____ Material shown

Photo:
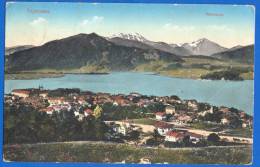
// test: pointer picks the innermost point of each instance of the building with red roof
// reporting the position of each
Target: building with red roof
(160, 116)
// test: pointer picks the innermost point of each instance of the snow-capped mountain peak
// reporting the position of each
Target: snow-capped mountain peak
(204, 46)
(130, 36)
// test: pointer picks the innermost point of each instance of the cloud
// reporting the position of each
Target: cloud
(38, 21)
(91, 21)
(8, 4)
(219, 28)
(172, 27)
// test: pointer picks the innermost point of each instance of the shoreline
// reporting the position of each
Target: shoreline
(39, 75)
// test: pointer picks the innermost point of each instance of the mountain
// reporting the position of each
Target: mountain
(240, 54)
(137, 40)
(130, 36)
(10, 50)
(84, 50)
(204, 47)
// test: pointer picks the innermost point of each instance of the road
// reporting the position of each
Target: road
(150, 128)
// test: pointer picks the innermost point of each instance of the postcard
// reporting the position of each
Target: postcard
(129, 83)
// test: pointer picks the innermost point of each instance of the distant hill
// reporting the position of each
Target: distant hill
(240, 54)
(137, 40)
(84, 50)
(10, 50)
(203, 47)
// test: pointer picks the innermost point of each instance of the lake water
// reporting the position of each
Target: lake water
(238, 94)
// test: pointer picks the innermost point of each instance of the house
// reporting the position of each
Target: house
(174, 136)
(194, 138)
(121, 129)
(203, 113)
(43, 94)
(49, 110)
(160, 116)
(88, 112)
(193, 104)
(56, 100)
(170, 110)
(21, 93)
(225, 121)
(224, 110)
(184, 119)
(162, 128)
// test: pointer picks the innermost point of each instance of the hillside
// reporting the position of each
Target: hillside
(84, 50)
(240, 54)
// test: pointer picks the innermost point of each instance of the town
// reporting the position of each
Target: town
(140, 120)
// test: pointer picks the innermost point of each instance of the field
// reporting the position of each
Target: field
(118, 153)
(193, 67)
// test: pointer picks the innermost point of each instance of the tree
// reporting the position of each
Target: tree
(213, 137)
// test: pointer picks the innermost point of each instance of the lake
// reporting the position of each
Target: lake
(238, 94)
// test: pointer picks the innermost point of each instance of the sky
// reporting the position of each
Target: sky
(35, 23)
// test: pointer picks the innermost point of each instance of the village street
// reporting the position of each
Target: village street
(150, 129)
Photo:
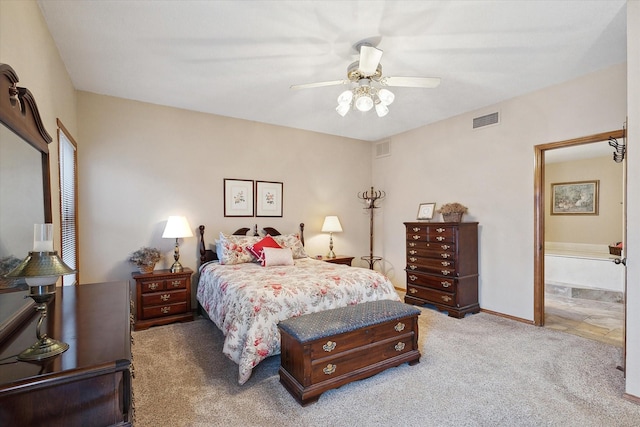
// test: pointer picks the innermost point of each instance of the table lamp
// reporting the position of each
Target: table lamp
(177, 227)
(331, 225)
(41, 270)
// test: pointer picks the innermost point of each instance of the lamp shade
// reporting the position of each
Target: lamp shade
(177, 226)
(331, 224)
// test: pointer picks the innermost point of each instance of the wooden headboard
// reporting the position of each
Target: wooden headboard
(207, 255)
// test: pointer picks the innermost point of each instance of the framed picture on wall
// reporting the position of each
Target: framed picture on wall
(268, 198)
(425, 211)
(238, 197)
(575, 198)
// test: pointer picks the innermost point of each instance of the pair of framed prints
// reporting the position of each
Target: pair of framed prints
(246, 197)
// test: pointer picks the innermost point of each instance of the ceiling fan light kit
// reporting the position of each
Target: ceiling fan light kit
(365, 95)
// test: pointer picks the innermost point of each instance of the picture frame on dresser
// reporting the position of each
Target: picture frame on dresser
(425, 211)
(268, 199)
(238, 197)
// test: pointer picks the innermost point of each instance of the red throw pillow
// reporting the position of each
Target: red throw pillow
(257, 248)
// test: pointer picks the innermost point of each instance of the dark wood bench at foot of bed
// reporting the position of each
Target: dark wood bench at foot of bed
(325, 350)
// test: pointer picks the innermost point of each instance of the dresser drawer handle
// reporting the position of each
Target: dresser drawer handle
(329, 369)
(329, 346)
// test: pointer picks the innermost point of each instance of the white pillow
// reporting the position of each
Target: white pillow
(275, 256)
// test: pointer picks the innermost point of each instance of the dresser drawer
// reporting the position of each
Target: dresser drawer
(432, 295)
(164, 310)
(361, 337)
(151, 285)
(440, 283)
(328, 368)
(167, 297)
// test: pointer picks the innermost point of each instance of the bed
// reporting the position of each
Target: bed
(247, 300)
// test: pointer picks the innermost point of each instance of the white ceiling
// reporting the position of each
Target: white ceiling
(238, 58)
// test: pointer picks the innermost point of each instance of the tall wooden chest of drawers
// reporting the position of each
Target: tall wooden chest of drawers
(162, 297)
(442, 266)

________

=== Your instructions ===
Scan the entries above for the line containing "the dark wood bench at foot of bed", and copy it and all lines after it exactly, down to and including the line containing "the dresser drawer handle".

=== Answer space ===
// test: pointer picks the innermost point of each instance of the dark wood bench at foot of bed
// reporting the position of each
Target: dark wood bench at foot of bed
(325, 350)
// test: pointer picks the innermost point of each instance of the dresser drawer handle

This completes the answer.